(Labeled-object pointing entries)

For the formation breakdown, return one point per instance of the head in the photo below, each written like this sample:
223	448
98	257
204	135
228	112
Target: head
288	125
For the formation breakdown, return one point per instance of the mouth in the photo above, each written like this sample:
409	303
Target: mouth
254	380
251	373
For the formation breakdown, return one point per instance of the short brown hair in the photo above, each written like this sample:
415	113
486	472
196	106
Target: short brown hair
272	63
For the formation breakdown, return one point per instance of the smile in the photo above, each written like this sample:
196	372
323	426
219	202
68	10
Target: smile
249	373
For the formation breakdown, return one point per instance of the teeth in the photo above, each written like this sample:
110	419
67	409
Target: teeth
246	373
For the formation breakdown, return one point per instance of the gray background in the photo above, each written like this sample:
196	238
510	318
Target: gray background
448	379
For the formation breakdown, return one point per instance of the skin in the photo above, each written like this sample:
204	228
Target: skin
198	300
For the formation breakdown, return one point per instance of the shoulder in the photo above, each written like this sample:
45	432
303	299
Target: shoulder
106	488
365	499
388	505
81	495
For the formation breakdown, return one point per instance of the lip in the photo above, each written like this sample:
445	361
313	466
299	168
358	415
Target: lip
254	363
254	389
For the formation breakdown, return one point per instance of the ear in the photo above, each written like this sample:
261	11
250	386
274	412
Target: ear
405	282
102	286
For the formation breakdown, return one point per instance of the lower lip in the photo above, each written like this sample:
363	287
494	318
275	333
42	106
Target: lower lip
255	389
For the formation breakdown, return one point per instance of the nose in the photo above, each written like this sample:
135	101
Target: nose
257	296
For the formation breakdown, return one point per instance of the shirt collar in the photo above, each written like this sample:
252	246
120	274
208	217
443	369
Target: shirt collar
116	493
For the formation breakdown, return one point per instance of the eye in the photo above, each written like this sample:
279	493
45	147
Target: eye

→ **Exercise description**
Can you pull out every one of the labeled-object pointing entries above and reproduce each line verbatim?

→ **Completed exercise**
For the formation breakdown, return one point per instance of the head in the photo below, each written like this sample:
223	448
98	257
204	135
228	112
Target: head
288	125
For the formation breakdown, return one point per instance of the mouth in the photo above, each written like this sample:
409	303
Target: mouth
254	380
251	373
For the formation breakdown, return one point per instance of the short brown hair in the photo above, each written like this sample:
415	113
486	472
196	106
Target: short brown hair
272	63
For the formation breakdown, return one point per instance of the smile in the photo above, each written like this sample:
196	372
323	426
219	202
68	10
Target: smile
249	373
For the formation breakdown, return one point per instance of the teeth in the photo above, each written like this sample:
110	419
67	409
Target: teeth
246	373
For the formation breakdown, return one point per instance of the gray background in the photo above, each written like this sample:
196	238
510	318
Target: gray background
448	379
For the formation breakdown, return one point per instance of the skin in the photo above, each written like this sample:
204	228
Target: skin
198	300
For the formation breakdown, return one point per instance of the shoulder in the photo above, each written like this sample:
45	432
303	299
Target: shoulder
106	488
365	499
388	505
81	495
For the formation breakdown, return one point per instance of the lip in the photo above, each written like this sample:
445	361
313	466
299	168
358	415
Target: lip
254	363
254	389
For the formation breakdown, return one point per instance of the ear in the photo above, each written like this sample:
261	11
250	386
274	412
Target: ear
405	282
102	286
For the formation breakdown, return one point per instance of the lower lip in the photo above, each written like this sample:
363	287
494	318
275	333
42	106
Target: lower lip
255	389
For the formation breakdown, return one point per instance of the nose in the photo above, each written like this sample:
135	101
Target: nose
257	296
For the formation breakdown, return one point per instance of the shirt collar in the photo above, each written like this sample:
252	246
120	274
208	217
443	369
Target: shirt collar
116	493
For the formation breakdown, return one point per instance of the eye in the photo above, each written like this sample:
279	493
45	147
Target: eye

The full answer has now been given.